* [GIVEN PROBLEM 1] Repeat word for word the stretch of the entries from the line containing "Return the outline of every instance of the white" through the line containing "POLYGON ((58 49, 55".

* [SOURCE]
========================
Thanks to active care and favourable climatic conditions, the sweet chestnut has over the centuries become an important source of vitamins and calories for humans and animals. People roasted their fruit, cooked them and used them to make flour and to fatten pigs. The wood from the trees can be used in house building and landscaping and the leaves can be fed to goats. Porcini mushrooms live symbiotically with chestnuts and are therefore more common in their vicinity. A chestnut grove – that is, a pure chestnut forest cared for by people – provided advantages on many levels.
Sweet chestnut in crisis
During the course of the 19th century, the sweet chestnut, despite its numerous advantages, went into decline. As Ursula Heiniger explains, the potato began to advance through the Swiss valleys in the 19th century and became a successful rival to the high-maintenance chestnut. In addition, the Gotthard Railway accelerated the cross-border exchange of goods from 1882 onwards, making rice and maize increasingly cheaper. This increased the competition with the chestnut even in the remote valleys of the southern side of the Alps.

A strategically important tree
It is not possible to say with certainty why the Swiss Federal Office of Topography began to include chestnut forests on the map in test prints in 1910/11, and why it also did so in the published pages of the Siegfried Map from 1914 onwards. However, it is most likely that the combination of a decrease in chestnut groves and the growing strategic importance of cultivated forests was a key factor. In the years before the First World War (1914–1918), the Swiss army’s demand for leather rose sharply. In light of the tense political situation in Europe, procuring leather for boots, saddles and bridles for the troops made an important contribution to a country’s defensive readiness. The tanning agent tannin was in turn central to leather production as it could be extracted from chestnut wood, which gave the Swiss groves new significance. They made it possible for Switzerland to supply the tanning agent itself, which was essential during the war.
========================
* [GIVEN PROBLEM 2] Copy word for word the stretch of the sweet chestnut text from "Sweet chestnut in" through "of the Alps.".
========================
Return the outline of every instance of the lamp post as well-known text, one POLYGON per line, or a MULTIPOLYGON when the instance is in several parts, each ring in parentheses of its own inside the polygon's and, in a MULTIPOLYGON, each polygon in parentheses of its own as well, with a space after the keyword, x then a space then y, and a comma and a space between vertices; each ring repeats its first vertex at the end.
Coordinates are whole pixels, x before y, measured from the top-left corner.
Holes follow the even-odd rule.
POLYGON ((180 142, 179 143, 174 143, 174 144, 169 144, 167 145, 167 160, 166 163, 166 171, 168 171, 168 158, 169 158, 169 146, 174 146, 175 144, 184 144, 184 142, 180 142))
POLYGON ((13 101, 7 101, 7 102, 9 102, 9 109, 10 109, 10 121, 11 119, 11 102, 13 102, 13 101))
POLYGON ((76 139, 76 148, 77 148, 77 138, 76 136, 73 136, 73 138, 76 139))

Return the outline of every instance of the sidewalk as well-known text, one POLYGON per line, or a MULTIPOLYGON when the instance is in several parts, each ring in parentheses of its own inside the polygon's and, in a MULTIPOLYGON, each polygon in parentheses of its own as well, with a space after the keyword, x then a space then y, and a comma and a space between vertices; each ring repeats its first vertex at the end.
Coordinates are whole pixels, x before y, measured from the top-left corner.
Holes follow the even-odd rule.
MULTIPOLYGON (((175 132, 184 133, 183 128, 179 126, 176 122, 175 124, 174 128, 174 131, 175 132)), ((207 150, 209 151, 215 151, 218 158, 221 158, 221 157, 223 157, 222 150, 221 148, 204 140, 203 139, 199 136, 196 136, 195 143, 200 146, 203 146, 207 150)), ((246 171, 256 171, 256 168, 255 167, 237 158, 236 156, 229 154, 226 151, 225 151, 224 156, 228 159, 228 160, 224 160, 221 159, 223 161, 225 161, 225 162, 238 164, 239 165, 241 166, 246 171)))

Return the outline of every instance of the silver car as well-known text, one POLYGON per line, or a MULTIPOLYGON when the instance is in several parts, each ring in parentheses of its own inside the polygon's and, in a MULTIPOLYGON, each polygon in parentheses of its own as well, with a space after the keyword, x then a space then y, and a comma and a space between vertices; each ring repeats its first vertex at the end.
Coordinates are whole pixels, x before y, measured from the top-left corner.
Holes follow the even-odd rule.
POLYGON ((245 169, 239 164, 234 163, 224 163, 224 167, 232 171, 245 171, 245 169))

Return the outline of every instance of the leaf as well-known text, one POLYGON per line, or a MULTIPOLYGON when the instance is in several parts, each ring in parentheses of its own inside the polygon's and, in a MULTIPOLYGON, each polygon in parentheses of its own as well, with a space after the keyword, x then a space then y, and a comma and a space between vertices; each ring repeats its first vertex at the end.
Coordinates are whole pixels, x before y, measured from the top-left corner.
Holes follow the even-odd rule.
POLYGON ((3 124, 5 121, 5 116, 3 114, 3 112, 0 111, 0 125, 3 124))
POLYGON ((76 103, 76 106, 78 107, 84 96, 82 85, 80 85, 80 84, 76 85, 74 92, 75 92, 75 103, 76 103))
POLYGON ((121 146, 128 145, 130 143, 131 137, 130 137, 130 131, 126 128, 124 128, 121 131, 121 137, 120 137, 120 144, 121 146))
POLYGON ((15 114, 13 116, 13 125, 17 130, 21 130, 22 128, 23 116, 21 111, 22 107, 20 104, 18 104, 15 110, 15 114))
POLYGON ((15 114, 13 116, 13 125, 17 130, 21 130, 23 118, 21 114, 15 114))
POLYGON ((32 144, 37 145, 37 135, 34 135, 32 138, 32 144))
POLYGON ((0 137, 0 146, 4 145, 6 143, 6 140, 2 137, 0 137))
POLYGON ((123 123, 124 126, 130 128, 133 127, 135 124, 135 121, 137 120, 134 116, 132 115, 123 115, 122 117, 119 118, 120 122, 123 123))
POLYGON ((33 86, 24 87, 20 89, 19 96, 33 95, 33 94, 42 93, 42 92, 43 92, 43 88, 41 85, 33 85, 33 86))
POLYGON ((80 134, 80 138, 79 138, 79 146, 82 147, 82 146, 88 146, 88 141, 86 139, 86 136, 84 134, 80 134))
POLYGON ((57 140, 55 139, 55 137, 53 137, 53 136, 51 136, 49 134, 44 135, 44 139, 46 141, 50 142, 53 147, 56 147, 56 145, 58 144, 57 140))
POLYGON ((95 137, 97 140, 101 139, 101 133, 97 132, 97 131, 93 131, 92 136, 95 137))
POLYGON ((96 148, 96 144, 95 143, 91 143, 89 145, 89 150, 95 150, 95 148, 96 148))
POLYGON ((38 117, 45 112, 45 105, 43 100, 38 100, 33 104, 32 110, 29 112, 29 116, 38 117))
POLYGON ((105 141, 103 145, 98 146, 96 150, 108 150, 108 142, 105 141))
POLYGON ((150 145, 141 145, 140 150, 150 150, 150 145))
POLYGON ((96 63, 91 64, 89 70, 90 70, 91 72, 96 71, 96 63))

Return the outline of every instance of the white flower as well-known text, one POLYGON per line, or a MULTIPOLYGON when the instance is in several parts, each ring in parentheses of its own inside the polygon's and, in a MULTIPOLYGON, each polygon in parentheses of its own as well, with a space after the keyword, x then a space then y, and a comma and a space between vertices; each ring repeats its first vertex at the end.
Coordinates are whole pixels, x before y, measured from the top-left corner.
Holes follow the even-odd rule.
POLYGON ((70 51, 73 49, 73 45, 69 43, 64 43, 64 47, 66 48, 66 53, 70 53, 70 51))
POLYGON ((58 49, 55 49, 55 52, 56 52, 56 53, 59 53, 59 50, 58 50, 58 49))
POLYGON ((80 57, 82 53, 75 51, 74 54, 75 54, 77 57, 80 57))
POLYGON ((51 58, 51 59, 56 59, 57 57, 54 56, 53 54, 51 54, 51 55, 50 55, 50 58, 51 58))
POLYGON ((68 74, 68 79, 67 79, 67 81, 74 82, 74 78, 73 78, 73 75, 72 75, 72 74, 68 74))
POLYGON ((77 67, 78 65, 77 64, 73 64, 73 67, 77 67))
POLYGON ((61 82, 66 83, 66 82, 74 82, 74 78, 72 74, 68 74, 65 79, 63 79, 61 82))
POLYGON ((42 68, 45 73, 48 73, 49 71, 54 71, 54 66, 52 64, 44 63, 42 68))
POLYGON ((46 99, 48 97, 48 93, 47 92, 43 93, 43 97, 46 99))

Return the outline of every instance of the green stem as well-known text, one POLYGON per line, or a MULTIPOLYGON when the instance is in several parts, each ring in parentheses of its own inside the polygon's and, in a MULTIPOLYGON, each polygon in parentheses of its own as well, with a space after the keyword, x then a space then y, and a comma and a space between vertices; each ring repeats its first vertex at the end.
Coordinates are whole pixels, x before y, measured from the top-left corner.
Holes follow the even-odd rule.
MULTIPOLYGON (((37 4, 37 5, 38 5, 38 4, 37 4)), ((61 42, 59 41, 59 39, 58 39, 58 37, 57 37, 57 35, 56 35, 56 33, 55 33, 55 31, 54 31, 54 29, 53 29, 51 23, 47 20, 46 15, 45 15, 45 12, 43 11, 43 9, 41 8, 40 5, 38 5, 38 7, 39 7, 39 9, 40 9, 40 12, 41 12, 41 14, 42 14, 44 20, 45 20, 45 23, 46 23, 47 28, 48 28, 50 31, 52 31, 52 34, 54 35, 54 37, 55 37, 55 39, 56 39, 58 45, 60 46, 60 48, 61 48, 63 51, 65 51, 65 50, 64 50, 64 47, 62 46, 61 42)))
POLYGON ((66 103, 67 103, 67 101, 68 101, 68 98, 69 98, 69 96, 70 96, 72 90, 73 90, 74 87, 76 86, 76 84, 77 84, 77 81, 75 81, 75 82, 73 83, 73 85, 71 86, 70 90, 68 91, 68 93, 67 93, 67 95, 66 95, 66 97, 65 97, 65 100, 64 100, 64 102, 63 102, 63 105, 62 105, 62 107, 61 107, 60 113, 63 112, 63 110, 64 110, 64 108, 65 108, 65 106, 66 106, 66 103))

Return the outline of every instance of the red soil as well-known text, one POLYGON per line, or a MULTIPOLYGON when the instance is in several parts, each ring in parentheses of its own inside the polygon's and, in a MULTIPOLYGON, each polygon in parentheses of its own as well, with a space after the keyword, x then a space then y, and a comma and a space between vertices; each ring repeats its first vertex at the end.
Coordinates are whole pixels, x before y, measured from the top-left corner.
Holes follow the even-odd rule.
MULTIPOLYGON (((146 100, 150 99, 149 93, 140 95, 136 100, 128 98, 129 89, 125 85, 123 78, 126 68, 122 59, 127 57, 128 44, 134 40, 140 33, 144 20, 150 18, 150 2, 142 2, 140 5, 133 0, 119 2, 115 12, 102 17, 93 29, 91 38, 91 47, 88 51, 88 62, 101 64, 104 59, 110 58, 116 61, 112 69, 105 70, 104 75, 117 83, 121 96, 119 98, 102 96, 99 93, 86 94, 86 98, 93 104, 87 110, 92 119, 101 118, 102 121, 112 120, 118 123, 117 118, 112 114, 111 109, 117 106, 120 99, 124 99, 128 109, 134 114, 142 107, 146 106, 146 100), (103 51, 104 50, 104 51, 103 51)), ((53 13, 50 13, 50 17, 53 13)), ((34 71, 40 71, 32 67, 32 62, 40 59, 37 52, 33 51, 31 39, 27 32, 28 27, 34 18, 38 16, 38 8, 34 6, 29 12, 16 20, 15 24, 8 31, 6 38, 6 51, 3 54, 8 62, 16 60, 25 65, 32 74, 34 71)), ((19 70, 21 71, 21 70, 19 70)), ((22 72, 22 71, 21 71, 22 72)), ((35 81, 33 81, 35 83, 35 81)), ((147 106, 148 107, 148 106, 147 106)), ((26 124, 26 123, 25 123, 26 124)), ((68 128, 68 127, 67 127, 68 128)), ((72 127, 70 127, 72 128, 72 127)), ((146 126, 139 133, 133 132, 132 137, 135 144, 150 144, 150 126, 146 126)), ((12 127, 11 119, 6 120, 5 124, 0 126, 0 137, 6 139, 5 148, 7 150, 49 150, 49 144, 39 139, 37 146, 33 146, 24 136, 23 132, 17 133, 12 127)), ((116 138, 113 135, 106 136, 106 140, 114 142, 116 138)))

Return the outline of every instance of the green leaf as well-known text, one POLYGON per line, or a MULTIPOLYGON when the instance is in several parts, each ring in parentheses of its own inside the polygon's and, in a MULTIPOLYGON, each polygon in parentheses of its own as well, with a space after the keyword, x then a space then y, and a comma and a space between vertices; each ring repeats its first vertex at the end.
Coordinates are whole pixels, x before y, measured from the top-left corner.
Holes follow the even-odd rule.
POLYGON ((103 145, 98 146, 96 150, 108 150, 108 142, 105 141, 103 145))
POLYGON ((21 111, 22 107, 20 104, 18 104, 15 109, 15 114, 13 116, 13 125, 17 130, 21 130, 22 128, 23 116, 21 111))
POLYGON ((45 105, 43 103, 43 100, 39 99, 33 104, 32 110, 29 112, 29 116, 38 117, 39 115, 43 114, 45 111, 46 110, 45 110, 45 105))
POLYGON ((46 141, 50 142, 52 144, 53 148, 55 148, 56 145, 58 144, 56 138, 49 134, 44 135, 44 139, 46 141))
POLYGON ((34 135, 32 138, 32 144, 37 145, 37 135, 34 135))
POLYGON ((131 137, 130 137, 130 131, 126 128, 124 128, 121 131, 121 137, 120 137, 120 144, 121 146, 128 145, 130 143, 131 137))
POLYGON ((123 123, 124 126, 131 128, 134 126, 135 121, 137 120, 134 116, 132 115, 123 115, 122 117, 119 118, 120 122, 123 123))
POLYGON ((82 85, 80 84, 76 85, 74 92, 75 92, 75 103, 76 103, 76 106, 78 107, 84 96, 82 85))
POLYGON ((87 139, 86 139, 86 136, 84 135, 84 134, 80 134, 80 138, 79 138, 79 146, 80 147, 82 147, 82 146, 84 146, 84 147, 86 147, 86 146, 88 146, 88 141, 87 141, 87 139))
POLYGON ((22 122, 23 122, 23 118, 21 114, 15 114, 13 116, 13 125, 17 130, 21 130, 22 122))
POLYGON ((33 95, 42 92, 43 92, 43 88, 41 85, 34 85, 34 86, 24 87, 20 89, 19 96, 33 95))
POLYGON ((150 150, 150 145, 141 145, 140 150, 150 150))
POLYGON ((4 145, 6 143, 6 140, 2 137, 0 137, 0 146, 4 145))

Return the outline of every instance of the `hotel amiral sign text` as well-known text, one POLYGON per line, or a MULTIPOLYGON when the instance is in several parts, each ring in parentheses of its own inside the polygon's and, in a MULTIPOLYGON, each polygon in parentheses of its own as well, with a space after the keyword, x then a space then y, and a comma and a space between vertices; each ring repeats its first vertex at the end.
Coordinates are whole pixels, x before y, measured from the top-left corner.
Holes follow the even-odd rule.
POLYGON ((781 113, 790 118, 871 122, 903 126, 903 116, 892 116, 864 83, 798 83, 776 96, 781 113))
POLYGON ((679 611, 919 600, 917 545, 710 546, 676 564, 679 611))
========================
* [CORRECT OUTPUT 1]
Return the outline of every instance of the white flower as well-known text, one POLYGON per line, or a MULTIPOLYGON when the instance is in several parts, each ring in parentheses of its own inside the polygon's and, in a MULTIPOLYGON, each polygon in parentheses of its own as well, with a space after the keyword, x then a space then y, and a comma and a space between vertices; each ring repeats its first vertex at the end.
Coordinates are whole pixels, x before y, measured from the top-left corner.
Holes follow the even-odd rule.
POLYGON ((70 51, 73 49, 73 45, 69 43, 64 43, 64 47, 66 48, 66 53, 70 53, 70 51))
POLYGON ((58 49, 55 49, 55 52, 56 52, 56 53, 59 53, 59 50, 58 50, 58 49))

* [CORRECT OUTPUT 2]
Sweet chestnut in crisis
During the course of the 19th century, the sweet chestnut, despite its numerous advantages, went into decline. As Ursula Heiniger explains, the potato began to advance through the Swiss valleys in the 19th century and became a successful rival to the high-maintenance chestnut. In addition, the Gotthard Railway accelerated the cross-border exchange of goods from 1882 onwards, making rice and maize increasingly cheaper. This increased the competition with the chestnut even in the remote valleys of the southern side of the Alps.